**EXCERPT:**
● ● ● ●

Sports

Smrek soars to NCAA MVP honours

The 6-foot-9 Welland native recently finished off her rookie season with the Wisconsin Badgers women’s volleyball team as a national champion. Photo credit: University of Wisconsin Badgers

 

To say Anna Smrek has the genes to be an impressive athlete would be a massive understatement. 

And at just 18 years old. she’s already reached heights that many only dream of. 

Anna is the daughter of former two-time NBA Champion with the Los Angeles Lakers, and Niagara native, Mike Smrek, who is 7-feet tall. 

Her brother played tennis on a scholarship at Marquette University. Luke stands 6-foot-7. 

Enter Anna, at 6-foot-9, who just became a National Volleyball Champion and NCAA Tournament MVP guiding the Wisconsin Badgers to a five-set win over Nebraska in the finals. 

And get this, Anna didn’t start playing volleyball until she was 14.

The Welland native recently joined the Niagara Sports Report on Newstalk 610 CKTB. 

“Before I did volleyball I was a dancer,” said Smrek who started her playing career with the Niagara Rapids Volleyball Club.  

“So, I wasn’t really involved in sports that much. Growing up with my dad he never forced me and my brother to go into basketball, he wanted us to find our sports and our own passion no matter what it was. He was also very supportive of that. I was in dance until I was thirteen years old. 

It’s kind of a surreal thing to think about. It’s kind of crazy to think about how it all started.”

Smrek had a team-high 14 kills (spikes) and seven blocks to bring the Badgers their first national title. 

Asked whether she prefers the offensive or defensive side of the sport, Smrek offered this:

“Honestly, they’re kind of equal. Blocks are great because you’re stuffing someone else, but I love being on the attack – it’s just the drive you can get when you’re jumping, sometimes you feel like you’re flying.”

● ● ● ●

Transcribe verbatim the passage of the Anna Smrek article between "To say Anna" and "in the finals.", inclusive.

● ● ● ●

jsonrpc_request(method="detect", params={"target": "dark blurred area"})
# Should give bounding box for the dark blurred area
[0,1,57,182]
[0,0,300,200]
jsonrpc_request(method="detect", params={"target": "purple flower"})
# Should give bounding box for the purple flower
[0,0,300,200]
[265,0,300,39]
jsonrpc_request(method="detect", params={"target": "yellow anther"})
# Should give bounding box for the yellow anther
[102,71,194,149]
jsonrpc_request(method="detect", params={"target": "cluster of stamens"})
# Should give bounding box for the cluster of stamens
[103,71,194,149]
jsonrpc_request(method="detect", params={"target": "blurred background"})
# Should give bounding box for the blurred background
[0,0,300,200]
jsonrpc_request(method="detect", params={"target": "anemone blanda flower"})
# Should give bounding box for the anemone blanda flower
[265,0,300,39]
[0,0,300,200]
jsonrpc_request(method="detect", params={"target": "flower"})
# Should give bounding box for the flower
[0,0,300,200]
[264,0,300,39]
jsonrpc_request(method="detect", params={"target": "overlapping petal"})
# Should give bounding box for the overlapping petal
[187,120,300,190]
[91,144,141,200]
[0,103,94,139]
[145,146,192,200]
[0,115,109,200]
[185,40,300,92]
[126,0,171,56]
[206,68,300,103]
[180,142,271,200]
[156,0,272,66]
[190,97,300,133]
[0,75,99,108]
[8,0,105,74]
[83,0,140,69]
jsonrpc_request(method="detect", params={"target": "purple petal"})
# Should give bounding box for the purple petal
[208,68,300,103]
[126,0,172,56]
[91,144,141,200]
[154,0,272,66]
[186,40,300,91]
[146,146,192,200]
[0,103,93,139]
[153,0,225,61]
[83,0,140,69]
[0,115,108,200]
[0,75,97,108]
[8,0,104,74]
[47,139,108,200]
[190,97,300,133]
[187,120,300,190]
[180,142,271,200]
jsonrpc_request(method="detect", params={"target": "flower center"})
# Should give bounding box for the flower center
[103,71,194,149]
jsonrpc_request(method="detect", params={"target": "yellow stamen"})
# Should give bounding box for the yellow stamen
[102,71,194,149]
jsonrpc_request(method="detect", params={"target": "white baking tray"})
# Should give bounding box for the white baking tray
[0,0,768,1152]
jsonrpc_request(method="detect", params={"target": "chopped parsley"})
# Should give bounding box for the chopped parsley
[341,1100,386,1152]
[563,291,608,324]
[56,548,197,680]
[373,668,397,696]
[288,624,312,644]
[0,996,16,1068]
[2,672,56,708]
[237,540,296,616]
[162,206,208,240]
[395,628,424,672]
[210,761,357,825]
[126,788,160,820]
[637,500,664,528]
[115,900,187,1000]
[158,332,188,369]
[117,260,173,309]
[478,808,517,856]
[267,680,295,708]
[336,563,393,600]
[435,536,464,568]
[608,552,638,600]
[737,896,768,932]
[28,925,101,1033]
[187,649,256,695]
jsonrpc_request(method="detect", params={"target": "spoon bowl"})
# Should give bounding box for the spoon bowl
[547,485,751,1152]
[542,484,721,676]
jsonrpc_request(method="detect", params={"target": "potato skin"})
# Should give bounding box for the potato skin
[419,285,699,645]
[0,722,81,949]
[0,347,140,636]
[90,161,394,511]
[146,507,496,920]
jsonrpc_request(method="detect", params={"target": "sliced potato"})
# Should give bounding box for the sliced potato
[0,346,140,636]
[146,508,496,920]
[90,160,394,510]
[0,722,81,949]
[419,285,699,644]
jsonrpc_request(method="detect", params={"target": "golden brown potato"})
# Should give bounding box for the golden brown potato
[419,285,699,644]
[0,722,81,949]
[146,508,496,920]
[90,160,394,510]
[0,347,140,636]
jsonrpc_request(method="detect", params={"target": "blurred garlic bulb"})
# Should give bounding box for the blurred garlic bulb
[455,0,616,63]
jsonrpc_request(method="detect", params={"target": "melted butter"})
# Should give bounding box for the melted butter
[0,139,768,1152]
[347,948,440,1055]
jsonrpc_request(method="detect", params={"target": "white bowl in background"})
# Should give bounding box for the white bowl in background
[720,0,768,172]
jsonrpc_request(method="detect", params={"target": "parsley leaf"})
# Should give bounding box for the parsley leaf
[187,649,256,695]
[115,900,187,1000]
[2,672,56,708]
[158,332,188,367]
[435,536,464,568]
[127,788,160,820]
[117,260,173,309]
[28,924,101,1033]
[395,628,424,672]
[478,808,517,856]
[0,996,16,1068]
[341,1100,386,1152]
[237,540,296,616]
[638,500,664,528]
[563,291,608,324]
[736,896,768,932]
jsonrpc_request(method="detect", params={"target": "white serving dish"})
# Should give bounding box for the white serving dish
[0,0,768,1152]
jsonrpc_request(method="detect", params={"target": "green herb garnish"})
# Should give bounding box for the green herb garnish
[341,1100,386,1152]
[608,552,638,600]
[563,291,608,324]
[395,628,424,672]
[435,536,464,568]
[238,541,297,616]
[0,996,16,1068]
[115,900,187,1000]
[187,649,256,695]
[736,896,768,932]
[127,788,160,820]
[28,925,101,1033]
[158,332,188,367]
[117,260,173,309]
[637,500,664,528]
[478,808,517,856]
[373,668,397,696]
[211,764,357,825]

● ● ● ●

**TASK RESPONSE:**
To say Anna Smrek has the genes to be an impressive athlete would be a massive understatement. 

And at just 18 years old. she’s already reached heights that many only dream of. 

Anna is the daughter of former two-time NBA Champion with the Los Angeles Lakers, and Niagara native, Mike Smrek, who is 7-feet tall. 

Her brother played tennis on a scholarship at Marquette University. Luke stands 6-foot-7. 

Enter Anna, at 6-foot-9, who just became a National Volleyball Champion and NCAA Tournament MVP guiding the Wisconsin Badgers to a five-set win over Nebraska in the finals.